----- Excerpted passage
2.2Exercise of Right of First Refusal. LMFA may exercise its right and option described in Section 2.1 above by delivering to Symbiont, within thirty (30) days after delivery of the Offer Notice (for purposes of this Section 2, the “Acceptance Period”), a written notice accepting the offer described in the Offer Notice upon materially the same terms described in the Offer Notice (an “Acceptance Notice”). Upon the timely delivery of an Acceptance Notice, LMFA and Symbiont shall in good faith work to promptly negotiate, execute, and deliver definitive agreements for the applicable Deemed Liquidation Event within one hundred twenty (120) days of receipt of the Acceptance Notice, with such definitive agreements containing materially the same terms and conditions as the Third-Party Offer plus such other terms and conditions as are customary in transactions of such type or otherwise agreed to by the parties.
2.3Permitted Transfers after Acceptance Period. If LMFA does not deliver to Symbiont an Acceptance Notice during the Acceptance Period, then Symbiont may complete the Deemed Liquidation Event with the Third-Party Offeror upon the same terms set forth in the Third-Party Offer and Offer Notice, but only if the definitive agreement with respect to the Deemed Liquidation Event is executed during the ninety (90) day period following the expiration of the Acceptance Period. If the definitive agreement with respect to such Deemed Liquidation Event is not executed during such ninety (90) day period, then the provisions of this Section 2 (including Sections 2.1 and 2.2 thereof) shall once again apply to any proposed Deemed Liquidation Event thereafter.
2.4Expiration of Right of First Refusal. The rights of LMFA under this Section 2 shall expire on the first (1st) anniversary of the date of this Agreement, provided that LMFA shall have the rights hereunder with respect to any Third-Party Offer received by Symbiont before the first (1st) anniversary of the date of this Agreement.
----------
----- Extracted data
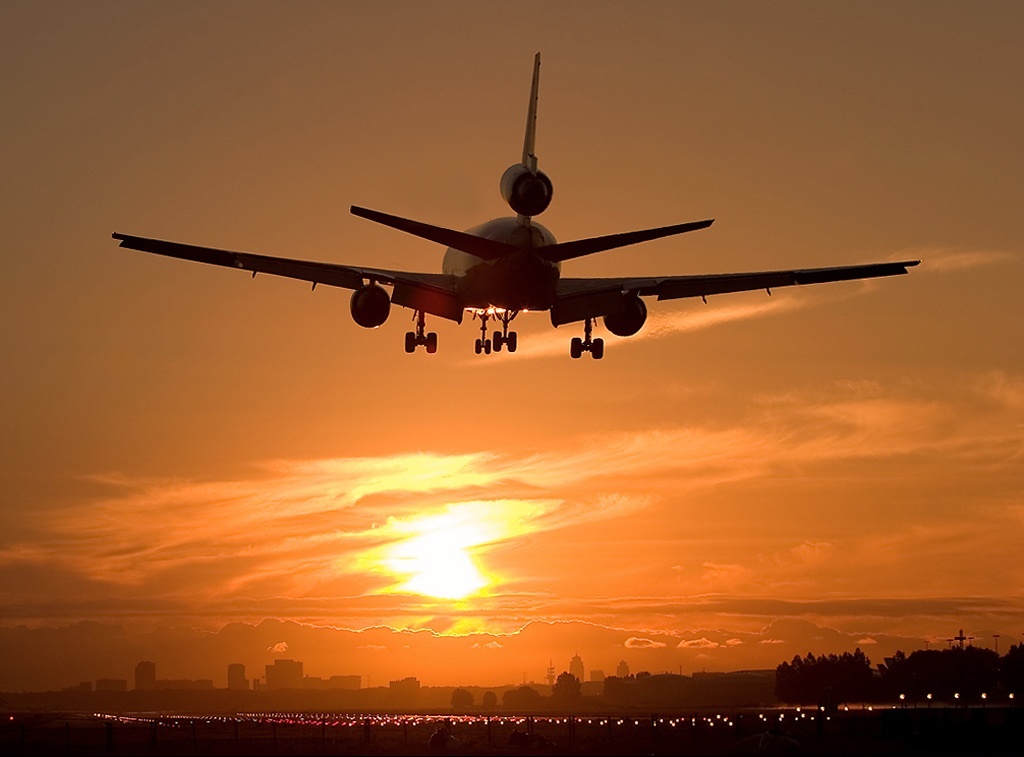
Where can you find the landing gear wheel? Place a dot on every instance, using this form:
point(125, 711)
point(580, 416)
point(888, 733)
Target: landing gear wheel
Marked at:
point(595, 346)
point(416, 338)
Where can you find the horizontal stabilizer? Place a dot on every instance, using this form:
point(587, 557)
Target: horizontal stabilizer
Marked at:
point(482, 248)
point(568, 250)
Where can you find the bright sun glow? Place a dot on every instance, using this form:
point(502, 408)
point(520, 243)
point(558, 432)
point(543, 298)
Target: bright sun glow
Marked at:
point(438, 564)
point(436, 554)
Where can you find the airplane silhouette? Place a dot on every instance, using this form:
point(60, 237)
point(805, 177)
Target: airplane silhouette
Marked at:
point(510, 265)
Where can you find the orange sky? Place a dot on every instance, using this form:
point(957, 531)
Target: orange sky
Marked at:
point(185, 446)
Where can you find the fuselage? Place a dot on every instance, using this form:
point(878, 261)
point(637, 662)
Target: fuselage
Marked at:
point(520, 281)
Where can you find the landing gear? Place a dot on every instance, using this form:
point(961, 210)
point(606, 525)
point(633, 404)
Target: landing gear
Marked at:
point(416, 338)
point(595, 346)
point(503, 338)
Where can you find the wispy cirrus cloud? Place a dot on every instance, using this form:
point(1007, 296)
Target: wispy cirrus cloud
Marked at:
point(315, 535)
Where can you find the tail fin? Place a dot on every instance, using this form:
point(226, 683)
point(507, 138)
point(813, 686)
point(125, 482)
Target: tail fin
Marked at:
point(528, 155)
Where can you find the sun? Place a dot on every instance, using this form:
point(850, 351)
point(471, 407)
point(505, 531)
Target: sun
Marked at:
point(438, 565)
point(438, 560)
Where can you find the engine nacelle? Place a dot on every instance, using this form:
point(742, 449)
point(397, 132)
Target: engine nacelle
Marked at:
point(629, 320)
point(371, 305)
point(526, 194)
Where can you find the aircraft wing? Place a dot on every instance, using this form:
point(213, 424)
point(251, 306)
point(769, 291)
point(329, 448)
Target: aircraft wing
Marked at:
point(432, 293)
point(583, 298)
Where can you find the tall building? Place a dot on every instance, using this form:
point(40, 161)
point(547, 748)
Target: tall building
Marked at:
point(237, 677)
point(112, 684)
point(284, 674)
point(576, 668)
point(145, 676)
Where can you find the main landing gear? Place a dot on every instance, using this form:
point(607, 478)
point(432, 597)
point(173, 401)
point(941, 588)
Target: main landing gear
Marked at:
point(503, 338)
point(595, 346)
point(416, 338)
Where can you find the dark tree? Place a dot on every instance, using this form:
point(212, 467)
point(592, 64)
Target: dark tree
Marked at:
----------
» What is being asked
Return the part of the right of first refusal clauses from "2.4Expiration of Right" up to and including "of this Agreement.", word for word. The data is not needed for anything here.

» Expected answer
2.4Expiration of Right of First Refusal. The rights of LMFA under this Section 2 shall expire on the first (1st) anniversary of the date of this Agreement, provided that LMFA shall have the rights hereunder with respect to any Third-Party Offer received by Symbiont before the first (1st) anniversary of the date of this Agreement.